(Location identification entries)
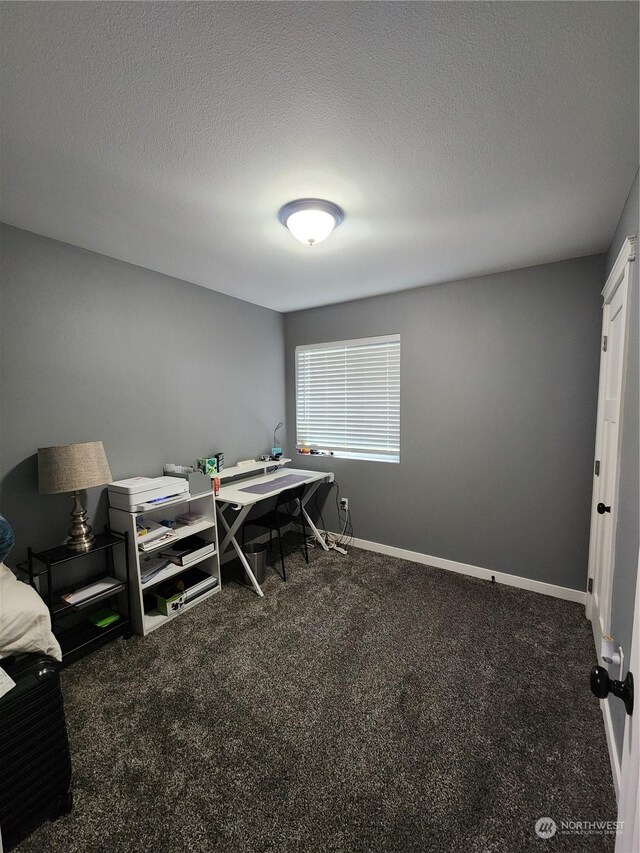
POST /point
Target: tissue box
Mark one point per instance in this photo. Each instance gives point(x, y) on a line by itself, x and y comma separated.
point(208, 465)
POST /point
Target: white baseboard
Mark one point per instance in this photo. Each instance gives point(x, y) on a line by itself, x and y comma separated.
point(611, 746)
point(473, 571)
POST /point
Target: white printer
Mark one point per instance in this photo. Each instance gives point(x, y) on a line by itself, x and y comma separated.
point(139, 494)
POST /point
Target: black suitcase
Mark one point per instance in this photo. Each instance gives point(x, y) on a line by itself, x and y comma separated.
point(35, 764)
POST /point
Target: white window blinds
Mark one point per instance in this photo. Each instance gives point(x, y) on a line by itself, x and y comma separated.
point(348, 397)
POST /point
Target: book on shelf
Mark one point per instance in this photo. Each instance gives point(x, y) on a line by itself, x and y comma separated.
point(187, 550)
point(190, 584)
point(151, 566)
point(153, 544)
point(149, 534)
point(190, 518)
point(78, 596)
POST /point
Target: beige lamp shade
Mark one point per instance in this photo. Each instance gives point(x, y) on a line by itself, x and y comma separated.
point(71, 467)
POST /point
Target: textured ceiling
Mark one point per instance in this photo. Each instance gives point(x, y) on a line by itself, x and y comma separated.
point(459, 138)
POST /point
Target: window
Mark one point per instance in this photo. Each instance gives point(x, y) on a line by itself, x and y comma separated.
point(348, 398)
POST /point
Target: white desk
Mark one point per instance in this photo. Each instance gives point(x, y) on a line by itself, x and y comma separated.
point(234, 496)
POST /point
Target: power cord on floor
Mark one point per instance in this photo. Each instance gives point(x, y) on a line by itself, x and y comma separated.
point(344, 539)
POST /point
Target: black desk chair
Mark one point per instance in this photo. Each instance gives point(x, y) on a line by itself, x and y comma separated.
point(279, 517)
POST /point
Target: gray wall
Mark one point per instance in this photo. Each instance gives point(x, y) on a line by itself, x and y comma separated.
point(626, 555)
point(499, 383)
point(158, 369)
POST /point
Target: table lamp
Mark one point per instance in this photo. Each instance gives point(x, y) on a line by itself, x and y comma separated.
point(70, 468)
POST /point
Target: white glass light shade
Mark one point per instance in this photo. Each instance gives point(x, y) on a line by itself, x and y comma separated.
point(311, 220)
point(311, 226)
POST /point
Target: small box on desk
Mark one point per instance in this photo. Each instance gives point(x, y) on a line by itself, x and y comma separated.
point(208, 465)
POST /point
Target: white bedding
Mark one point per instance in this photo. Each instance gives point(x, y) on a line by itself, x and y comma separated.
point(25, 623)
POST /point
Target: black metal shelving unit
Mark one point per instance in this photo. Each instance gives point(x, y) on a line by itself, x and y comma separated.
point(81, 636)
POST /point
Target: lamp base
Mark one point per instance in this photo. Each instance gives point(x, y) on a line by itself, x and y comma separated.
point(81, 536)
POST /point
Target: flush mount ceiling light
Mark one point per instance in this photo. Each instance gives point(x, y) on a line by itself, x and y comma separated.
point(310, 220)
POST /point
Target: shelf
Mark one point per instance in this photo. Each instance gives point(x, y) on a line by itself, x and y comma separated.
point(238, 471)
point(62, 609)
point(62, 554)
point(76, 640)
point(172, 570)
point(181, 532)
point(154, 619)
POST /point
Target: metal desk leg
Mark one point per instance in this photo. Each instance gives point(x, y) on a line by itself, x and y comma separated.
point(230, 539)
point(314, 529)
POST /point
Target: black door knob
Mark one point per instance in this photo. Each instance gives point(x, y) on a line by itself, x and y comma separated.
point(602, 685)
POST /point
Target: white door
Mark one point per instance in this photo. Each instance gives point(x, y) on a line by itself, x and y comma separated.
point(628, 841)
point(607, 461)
---
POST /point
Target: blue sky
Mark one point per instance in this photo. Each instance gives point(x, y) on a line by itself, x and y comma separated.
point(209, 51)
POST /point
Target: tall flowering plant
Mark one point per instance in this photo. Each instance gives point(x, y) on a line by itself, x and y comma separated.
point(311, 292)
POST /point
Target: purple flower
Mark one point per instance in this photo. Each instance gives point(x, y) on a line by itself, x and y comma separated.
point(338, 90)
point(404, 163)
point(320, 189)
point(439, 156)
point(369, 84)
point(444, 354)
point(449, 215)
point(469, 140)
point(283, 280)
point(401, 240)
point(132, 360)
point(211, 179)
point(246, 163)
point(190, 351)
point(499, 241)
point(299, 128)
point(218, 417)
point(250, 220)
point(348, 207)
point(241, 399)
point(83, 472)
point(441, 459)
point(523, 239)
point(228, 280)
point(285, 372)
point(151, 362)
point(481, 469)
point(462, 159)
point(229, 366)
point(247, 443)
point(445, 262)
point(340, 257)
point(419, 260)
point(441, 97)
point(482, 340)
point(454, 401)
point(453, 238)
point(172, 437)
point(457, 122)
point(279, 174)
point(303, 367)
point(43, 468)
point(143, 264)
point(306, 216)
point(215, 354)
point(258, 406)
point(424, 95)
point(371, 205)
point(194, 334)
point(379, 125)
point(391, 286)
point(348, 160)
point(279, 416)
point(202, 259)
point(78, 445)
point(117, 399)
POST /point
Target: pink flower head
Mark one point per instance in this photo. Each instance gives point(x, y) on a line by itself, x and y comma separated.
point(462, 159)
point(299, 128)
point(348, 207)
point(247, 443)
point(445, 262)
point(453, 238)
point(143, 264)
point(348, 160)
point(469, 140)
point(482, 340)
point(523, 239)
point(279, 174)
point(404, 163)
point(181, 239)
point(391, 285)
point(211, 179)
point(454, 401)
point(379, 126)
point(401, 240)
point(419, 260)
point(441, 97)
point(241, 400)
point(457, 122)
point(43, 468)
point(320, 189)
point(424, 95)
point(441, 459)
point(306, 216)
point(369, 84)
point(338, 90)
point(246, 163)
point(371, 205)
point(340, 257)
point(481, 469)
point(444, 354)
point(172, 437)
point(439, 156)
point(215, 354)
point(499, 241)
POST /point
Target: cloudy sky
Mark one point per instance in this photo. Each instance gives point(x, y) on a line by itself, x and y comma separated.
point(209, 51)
--
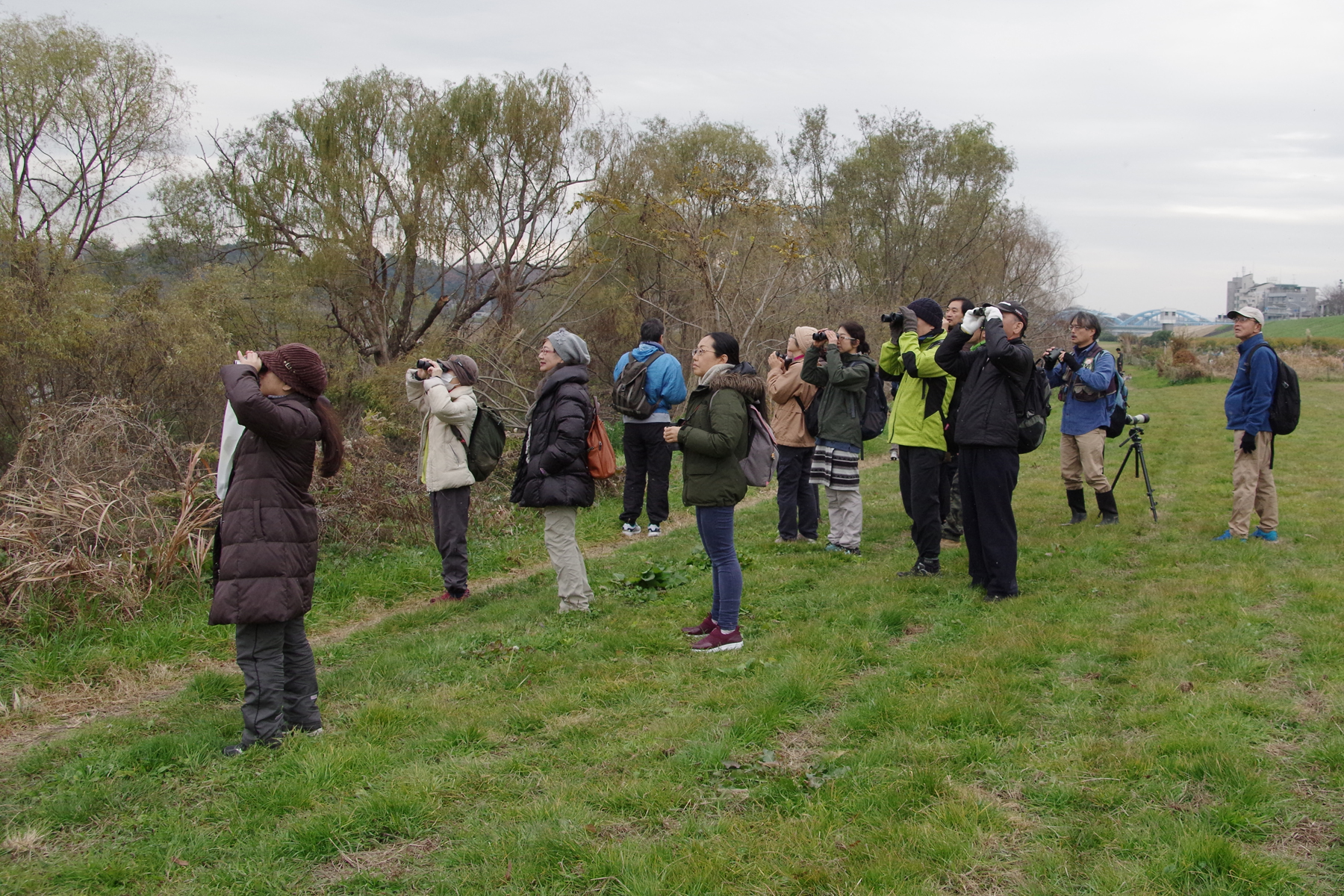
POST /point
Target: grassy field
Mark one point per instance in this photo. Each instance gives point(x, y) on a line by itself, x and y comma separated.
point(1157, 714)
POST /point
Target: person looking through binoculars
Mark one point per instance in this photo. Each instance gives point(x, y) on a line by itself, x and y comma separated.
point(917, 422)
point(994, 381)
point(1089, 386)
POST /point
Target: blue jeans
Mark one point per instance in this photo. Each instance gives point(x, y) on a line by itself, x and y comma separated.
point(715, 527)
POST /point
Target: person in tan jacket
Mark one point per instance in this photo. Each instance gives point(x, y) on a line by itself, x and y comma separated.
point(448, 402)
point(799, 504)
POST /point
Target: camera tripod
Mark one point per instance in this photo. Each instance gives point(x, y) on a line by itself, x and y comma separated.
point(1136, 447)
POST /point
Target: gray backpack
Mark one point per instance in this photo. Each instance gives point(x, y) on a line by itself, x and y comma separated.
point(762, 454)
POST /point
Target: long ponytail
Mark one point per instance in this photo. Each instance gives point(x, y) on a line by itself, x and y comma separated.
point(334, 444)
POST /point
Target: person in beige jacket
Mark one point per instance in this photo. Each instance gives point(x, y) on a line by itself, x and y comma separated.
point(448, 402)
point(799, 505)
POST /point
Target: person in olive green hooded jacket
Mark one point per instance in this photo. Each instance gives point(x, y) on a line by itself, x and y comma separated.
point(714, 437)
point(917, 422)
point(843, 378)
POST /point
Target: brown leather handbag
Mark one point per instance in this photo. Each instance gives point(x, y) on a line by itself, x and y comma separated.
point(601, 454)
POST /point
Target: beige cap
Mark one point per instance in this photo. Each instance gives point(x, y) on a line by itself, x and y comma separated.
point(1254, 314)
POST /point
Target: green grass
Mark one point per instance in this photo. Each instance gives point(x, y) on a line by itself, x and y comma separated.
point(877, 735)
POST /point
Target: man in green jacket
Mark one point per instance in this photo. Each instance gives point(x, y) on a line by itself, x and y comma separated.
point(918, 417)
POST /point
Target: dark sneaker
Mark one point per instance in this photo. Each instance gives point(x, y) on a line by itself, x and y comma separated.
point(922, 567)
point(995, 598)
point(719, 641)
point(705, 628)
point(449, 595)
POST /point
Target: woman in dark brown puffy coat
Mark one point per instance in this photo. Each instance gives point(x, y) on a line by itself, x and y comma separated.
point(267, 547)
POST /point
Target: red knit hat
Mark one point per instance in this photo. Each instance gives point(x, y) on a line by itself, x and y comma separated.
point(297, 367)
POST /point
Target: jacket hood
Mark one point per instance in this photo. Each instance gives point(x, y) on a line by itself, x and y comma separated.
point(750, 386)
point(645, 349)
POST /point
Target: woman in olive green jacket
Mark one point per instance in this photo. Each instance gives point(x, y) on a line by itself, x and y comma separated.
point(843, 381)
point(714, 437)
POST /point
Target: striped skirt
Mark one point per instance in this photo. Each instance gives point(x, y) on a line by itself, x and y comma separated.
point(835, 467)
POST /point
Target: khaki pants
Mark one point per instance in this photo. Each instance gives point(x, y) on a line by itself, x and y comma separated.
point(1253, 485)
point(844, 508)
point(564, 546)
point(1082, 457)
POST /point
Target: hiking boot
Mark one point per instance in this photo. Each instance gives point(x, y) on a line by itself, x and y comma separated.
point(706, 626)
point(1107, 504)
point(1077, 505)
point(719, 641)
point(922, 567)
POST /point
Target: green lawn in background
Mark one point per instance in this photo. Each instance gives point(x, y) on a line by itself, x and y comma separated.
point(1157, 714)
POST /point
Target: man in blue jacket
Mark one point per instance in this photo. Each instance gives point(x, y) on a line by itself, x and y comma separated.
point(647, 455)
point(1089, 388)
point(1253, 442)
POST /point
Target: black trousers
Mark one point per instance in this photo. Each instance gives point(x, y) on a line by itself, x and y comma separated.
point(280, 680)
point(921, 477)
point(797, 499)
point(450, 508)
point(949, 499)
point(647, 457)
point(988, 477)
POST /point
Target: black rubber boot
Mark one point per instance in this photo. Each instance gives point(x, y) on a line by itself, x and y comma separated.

Set problem: Pick out every line of the records that contains the string "light" and copy those lines. Case counts.

Written reply:
Target: white glass light shade
Target: flush mount ceiling light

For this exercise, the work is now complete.